§ **REQUEST**
Reproduce the records below, swapping every "one point per instance" for "a single point for each instance" and keeping everything else the same.

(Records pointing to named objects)
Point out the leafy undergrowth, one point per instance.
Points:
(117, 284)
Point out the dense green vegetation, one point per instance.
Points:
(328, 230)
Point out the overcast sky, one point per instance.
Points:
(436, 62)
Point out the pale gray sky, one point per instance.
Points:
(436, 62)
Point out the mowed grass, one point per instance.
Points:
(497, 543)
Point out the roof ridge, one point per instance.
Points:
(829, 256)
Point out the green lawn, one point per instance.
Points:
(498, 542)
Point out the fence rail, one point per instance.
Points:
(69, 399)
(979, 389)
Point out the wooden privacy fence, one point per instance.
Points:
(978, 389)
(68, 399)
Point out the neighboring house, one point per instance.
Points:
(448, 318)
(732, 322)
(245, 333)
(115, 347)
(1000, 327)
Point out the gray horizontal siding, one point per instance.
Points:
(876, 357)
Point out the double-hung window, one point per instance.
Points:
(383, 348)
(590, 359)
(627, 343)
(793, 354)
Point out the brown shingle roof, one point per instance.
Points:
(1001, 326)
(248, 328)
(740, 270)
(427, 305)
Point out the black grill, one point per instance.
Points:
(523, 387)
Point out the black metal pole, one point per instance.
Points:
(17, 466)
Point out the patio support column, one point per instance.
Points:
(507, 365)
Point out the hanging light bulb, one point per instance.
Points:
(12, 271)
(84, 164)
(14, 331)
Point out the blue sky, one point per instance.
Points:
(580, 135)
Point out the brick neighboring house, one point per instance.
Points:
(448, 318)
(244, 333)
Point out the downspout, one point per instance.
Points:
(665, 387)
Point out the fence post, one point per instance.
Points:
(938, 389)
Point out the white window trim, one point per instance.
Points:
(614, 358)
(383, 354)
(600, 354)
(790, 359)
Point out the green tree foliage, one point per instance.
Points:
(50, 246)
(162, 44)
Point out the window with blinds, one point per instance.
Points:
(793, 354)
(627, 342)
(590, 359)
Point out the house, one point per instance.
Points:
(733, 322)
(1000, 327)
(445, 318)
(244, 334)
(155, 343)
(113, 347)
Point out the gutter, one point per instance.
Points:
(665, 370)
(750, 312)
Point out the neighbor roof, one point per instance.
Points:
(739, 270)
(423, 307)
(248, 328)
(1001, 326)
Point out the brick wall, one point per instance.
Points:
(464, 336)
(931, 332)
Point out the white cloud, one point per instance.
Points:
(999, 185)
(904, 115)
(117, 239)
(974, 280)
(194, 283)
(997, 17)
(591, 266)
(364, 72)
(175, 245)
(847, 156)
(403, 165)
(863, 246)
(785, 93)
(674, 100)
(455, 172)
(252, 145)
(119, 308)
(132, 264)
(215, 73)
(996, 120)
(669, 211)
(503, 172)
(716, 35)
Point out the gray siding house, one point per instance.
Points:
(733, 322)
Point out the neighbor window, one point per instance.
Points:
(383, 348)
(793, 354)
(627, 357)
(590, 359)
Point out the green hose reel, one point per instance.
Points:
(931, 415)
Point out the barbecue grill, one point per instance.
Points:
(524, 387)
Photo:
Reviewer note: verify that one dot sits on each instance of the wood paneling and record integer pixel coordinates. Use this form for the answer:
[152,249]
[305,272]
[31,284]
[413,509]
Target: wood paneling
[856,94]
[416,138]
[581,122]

§ **FINAL RESULT**
Point out the leafy undergrowth, a single point for each instance.
Points:
(117, 284)
Point out the dense green vegetation, a single point for each instance.
Points:
(328, 230)
Point out the overcast sky, a single point for each instance.
Points:
(436, 62)
Point out the pale gray sky, a single point for each instance.
Points:
(436, 62)
Point out the mowed grass, a single point for each instance.
Points:
(497, 543)
Point out the roof ridge, a single point for each instance.
Points:
(829, 256)
Point out the green lawn, a single point for each instance.
Points:
(498, 542)
Point out the fence rail, a single point for each instance.
Points:
(69, 399)
(979, 389)
Point out the wooden privacy fence, a single point for each instance.
Points:
(978, 389)
(68, 399)
Point out the neighboring house, a single point for each instance.
Points:
(448, 318)
(732, 322)
(245, 333)
(115, 347)
(1000, 327)
Point out the gray horizontal siding, a single point for each instance.
Points:
(876, 357)
Point out the double-hung window, a single point for each instance.
Points:
(383, 348)
(590, 359)
(627, 343)
(793, 354)
Point out the brown shingle roof, a single point for each instance.
Points:
(1001, 326)
(248, 328)
(740, 270)
(427, 305)
Point out the black grill, a single point for each instance.
Points:
(523, 387)
Point out the black metal pole, a single point for each instance.
Points:
(17, 466)
Point out the patio support column, a single point for each instance.
Points:
(507, 365)
Point out the hanging light bulb, a single point for each instance.
Points:
(12, 271)
(84, 164)
(14, 331)
Point out the blue sky, a single point for each instance.
Points:
(580, 135)
Point out the brick neighboring house, a single point for each instance.
Points:
(448, 318)
(244, 333)
Point out the downspout, a single point for each instance.
Points:
(665, 387)
Point out the fence post, a single point for each instance.
Points:
(938, 389)
Point out the white window trim, a single point for each instance.
Points:
(614, 358)
(383, 354)
(600, 354)
(790, 359)
Point out the green tree foliage, a single point for each instance.
Points:
(50, 246)
(162, 44)
Point out the window with blinds, a single point for each instance.
Points:
(793, 354)
(627, 342)
(590, 359)
Point out the house, a single point for each instance.
Points:
(733, 322)
(1000, 327)
(445, 318)
(244, 334)
(155, 343)
(113, 347)
Point out the gutter, a single point for each instance.
Points:
(665, 370)
(750, 312)
Point out the neighbor roof, a single point for each instance.
Points:
(739, 270)
(423, 307)
(248, 328)
(1001, 326)
Point out the brick wall, a single point for each instance.
Points:
(464, 336)
(931, 332)
Point out the white cloud, a single point for each instance.
Points:
(999, 185)
(904, 115)
(117, 239)
(974, 280)
(194, 283)
(997, 17)
(591, 266)
(364, 72)
(175, 245)
(847, 156)
(403, 165)
(863, 246)
(785, 93)
(674, 100)
(455, 172)
(252, 145)
(119, 308)
(132, 264)
(215, 73)
(996, 120)
(669, 211)
(503, 172)
(716, 35)
Point out the gray siding house, a single point for each instance.
Points:
(733, 322)
Point out the neighbor window, a single point for each instance.
Points:
(383, 348)
(793, 354)
(627, 357)
(590, 359)
Point out the green hose reel, a single point for each instance.
Points:
(931, 415)
Point out the barbecue grill, a single point for each instance.
Points:
(524, 387)
Photo:
Reviewer note: verify that one dot sits on each instance of the wood paneling and record integer pixel coordinates. Use this form for the answer:
[152,249]
[305,272]
[31,284]
[413,509]
Target: wood paneling
[856,94]
[416,138]
[581,122]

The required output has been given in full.